--- start of ITEMS ---
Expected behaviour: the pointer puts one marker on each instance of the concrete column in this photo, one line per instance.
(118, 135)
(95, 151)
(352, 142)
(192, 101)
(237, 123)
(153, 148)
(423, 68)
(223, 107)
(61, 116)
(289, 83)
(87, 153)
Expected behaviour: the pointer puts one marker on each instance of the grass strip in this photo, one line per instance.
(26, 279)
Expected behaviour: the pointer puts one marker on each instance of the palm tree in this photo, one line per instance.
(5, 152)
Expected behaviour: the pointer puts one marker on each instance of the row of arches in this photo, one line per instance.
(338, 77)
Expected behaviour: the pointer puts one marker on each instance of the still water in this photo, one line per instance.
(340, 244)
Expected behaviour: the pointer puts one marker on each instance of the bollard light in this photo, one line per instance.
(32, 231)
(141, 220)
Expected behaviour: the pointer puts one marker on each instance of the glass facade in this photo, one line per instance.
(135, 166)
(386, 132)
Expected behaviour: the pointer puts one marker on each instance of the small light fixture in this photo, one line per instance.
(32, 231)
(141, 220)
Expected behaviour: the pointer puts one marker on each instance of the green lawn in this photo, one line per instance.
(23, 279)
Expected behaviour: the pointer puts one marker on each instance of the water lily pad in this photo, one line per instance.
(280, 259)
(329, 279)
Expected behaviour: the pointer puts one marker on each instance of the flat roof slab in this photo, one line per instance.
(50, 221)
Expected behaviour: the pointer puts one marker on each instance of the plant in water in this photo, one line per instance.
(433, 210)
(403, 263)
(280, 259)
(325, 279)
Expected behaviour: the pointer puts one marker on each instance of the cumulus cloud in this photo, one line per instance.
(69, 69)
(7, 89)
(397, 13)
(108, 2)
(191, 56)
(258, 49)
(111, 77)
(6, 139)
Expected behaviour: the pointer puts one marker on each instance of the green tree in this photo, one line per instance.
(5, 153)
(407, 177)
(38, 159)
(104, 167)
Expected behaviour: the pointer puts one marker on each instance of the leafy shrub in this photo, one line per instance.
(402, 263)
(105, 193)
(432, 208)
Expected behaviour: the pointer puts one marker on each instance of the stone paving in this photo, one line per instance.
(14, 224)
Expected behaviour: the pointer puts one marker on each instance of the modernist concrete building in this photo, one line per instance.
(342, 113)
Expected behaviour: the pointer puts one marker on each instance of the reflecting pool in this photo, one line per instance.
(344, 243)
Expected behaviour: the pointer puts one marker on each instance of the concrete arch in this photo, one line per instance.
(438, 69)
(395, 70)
--- end of ITEMS ---
__CHALLENGE__:
Please return all of the rows above word for word, in the same order and with nothing changed.

__COMPLETED TASK__:
Expected behaviour: the pointer puts one marker on each instance of the concrete column in this photo, one line per instance.
(118, 135)
(95, 151)
(352, 142)
(192, 101)
(237, 123)
(153, 148)
(423, 68)
(223, 107)
(61, 116)
(289, 83)
(87, 153)
Expected behaviour: the pointer puts one marker on each instance of the grass strip in this photo, one line per instance.
(26, 279)
Expected behaviour: the pointer puts one marker on each instance of the palm tree in this photo, one line per instance.
(5, 152)
Expected behaviour: the pointer puts one marker on each instance of the row of arches in this photo, one line per instance.
(338, 77)
Expected behaviour: the pointer puts one marker on each instance of the still water in this photo, one line per instance.
(340, 244)
Expected behaviour: the pointer puts one marker on each instance of the bollard light in this photo, one line per instance.
(32, 231)
(141, 220)
Expected behaviour: the pointer puts one marker on each instance of the glass facade in this photo, one line per instance.
(135, 166)
(386, 132)
Expected behaviour: the pointer puts one marker on each instance of the small light fixture in this photo, one line per instance.
(32, 231)
(141, 220)
Expected behaviour: the pointer puts one marker on each instance of the green lawn in this photo, one line per instance.
(23, 279)
Expected behaviour: the pointer puts one marker on each instance of the water lily pad in this photo, one line per instance.
(280, 259)
(329, 279)
Expected behaviour: the pointer puts one marker on each instance of the flat roof slab in this photo, one line per instance.
(50, 221)
Expected behaviour: the pointer puts one marker on each instance of the plant in water in this photo, one line per instance.
(433, 210)
(403, 263)
(280, 259)
(325, 279)
Expected behaviour: the pointer puts one marker on each instance of the cumulus cloud in this photo, one line per instance.
(69, 69)
(7, 89)
(397, 13)
(108, 2)
(191, 56)
(258, 49)
(111, 77)
(6, 139)
Expected behaviour: the pointer puts one marker on each instance of the green tree in this photo, one line per instance.
(5, 153)
(407, 177)
(38, 159)
(104, 167)
Expected behaviour: the pointer puts one marker on each instance of the leafy shrub in this photo, one line per instance.
(402, 263)
(105, 193)
(432, 208)
Expected behaviour: the pointer puts one marker on each instance of the stone paving in this photo, one line per instance.
(14, 224)
Expected behaviour: the pointer puts one marker on each instance of the modernist concrete building in this photo, one line per instance.
(342, 113)
Expected behaviour: the pointer puts one marker on each instance of the reflecting pool in this photo, one line per instance.
(344, 243)
Expected behaviour: the pointer puts one marker on each instance of the concrete arch in this photo, one line per instance.
(438, 69)
(395, 70)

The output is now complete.